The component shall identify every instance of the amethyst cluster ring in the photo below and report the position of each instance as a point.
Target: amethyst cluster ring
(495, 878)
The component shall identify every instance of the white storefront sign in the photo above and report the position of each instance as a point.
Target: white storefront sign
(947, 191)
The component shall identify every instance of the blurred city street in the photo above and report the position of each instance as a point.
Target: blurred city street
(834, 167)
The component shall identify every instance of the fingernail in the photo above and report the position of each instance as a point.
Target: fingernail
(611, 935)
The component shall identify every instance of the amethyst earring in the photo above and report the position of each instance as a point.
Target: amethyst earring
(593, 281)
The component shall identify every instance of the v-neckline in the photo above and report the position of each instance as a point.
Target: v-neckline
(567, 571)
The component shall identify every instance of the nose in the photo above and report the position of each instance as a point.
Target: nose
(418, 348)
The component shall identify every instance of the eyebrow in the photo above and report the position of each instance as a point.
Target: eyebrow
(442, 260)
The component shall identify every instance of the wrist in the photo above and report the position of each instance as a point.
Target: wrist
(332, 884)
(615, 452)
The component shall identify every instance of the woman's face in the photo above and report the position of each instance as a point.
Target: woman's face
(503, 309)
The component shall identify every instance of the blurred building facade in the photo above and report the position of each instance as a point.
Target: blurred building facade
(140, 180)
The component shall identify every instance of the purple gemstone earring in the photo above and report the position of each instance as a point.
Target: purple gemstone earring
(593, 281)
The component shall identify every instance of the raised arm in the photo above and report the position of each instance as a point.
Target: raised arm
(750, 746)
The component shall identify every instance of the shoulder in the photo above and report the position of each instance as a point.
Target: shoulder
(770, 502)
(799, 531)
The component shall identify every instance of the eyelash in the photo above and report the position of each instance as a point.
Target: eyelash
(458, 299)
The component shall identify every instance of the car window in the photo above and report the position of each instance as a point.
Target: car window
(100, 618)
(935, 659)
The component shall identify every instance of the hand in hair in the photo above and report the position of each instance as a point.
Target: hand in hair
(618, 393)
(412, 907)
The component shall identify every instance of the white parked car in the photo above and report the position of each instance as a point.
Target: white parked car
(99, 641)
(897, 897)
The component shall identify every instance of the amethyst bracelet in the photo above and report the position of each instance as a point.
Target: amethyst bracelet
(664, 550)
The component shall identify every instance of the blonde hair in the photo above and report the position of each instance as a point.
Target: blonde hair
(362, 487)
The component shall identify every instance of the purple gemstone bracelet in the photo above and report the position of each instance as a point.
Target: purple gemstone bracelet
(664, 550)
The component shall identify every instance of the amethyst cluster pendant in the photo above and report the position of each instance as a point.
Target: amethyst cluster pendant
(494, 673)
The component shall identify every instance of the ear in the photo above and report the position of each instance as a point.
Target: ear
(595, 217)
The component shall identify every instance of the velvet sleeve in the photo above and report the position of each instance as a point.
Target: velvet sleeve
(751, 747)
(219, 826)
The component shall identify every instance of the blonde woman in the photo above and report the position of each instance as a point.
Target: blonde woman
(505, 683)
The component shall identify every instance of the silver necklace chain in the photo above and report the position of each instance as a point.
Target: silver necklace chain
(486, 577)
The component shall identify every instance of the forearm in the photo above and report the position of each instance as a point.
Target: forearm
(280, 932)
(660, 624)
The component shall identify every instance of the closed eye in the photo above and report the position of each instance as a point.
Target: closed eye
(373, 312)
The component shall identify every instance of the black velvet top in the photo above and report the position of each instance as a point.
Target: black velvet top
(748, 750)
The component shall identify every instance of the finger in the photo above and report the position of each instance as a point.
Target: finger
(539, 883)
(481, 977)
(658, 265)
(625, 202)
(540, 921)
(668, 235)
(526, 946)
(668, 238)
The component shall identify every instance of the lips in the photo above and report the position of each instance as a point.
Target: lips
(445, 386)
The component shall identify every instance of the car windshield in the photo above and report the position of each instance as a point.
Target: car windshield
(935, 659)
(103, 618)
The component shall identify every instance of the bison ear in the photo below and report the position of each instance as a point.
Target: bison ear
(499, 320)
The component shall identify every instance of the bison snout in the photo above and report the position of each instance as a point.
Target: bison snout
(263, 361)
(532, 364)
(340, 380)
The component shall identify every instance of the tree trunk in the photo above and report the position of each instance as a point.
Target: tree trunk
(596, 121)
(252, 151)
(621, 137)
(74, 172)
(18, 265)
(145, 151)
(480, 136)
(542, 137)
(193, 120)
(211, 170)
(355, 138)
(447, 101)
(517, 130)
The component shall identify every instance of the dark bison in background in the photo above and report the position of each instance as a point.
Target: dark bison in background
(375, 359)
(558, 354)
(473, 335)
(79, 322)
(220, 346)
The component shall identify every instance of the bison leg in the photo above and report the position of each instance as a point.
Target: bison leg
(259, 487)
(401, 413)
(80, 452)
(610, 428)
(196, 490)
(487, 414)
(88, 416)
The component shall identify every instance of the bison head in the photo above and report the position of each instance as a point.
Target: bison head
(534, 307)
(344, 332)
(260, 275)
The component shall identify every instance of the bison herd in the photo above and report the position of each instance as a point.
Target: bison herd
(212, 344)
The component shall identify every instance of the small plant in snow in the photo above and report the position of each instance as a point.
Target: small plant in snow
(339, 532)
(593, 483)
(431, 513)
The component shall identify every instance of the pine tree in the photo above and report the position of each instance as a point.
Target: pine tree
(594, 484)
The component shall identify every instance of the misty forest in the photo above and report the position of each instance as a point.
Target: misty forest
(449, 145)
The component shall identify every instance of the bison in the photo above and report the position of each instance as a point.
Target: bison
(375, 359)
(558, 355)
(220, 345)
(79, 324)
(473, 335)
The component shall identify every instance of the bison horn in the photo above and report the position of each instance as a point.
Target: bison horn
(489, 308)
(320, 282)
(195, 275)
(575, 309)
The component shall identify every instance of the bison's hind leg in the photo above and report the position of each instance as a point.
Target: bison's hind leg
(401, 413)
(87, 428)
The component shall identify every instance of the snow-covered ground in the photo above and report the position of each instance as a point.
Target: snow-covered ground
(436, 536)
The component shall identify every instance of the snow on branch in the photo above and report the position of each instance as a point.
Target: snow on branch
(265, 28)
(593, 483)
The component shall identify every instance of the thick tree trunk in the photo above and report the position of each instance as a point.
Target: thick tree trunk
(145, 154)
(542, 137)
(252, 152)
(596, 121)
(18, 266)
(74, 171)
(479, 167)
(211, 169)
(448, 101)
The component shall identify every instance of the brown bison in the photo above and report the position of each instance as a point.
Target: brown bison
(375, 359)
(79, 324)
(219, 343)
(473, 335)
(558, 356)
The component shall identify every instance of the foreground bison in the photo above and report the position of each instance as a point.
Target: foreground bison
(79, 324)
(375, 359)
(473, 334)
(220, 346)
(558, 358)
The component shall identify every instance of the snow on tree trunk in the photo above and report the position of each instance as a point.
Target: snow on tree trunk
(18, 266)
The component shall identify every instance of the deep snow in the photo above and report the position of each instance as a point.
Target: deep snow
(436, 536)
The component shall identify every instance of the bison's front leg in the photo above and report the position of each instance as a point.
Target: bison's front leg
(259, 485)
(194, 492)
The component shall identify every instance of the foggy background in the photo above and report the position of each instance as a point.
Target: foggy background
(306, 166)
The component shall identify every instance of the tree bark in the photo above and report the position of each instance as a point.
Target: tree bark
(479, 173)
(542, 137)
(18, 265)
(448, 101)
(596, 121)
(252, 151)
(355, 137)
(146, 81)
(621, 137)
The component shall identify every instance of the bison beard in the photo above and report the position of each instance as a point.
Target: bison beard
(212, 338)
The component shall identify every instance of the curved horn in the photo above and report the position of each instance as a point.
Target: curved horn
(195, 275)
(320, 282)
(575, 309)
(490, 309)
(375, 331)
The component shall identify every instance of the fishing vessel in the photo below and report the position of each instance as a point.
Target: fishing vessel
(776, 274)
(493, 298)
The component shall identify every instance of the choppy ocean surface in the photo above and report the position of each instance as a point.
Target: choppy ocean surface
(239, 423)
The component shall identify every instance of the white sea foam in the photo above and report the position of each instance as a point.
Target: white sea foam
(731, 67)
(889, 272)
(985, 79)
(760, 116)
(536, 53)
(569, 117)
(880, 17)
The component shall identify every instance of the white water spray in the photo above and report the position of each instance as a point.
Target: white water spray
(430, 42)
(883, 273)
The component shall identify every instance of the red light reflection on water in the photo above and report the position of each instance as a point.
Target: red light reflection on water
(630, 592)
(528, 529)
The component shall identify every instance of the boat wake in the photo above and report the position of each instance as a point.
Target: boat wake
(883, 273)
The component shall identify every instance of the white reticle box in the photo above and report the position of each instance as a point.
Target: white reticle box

_SHORT TASK_
Copy the lines exactly, starting with the line that contains "The component shall identify every instance of the white water" and continuing through the final line, with both ends included.

_RESPONSE TO THIS TASK_
The component shall identify every instance of the white water spray in the photo above and report the position of each instance as a point.
Target: white water spray
(430, 42)
(883, 273)
The component shall identify every instance of the red light reflection on water in the photo above and report the position of each instance as a point.
Target: red light reflection on water
(630, 592)
(528, 529)
The component shall identify every instance of the boat wake in the photo above and report the position of each instance as a point.
Target: boat wake
(883, 273)
The component shall identify every instance of the white reticle box in the photo above and report the position of each instance as a point.
Target: white reticle box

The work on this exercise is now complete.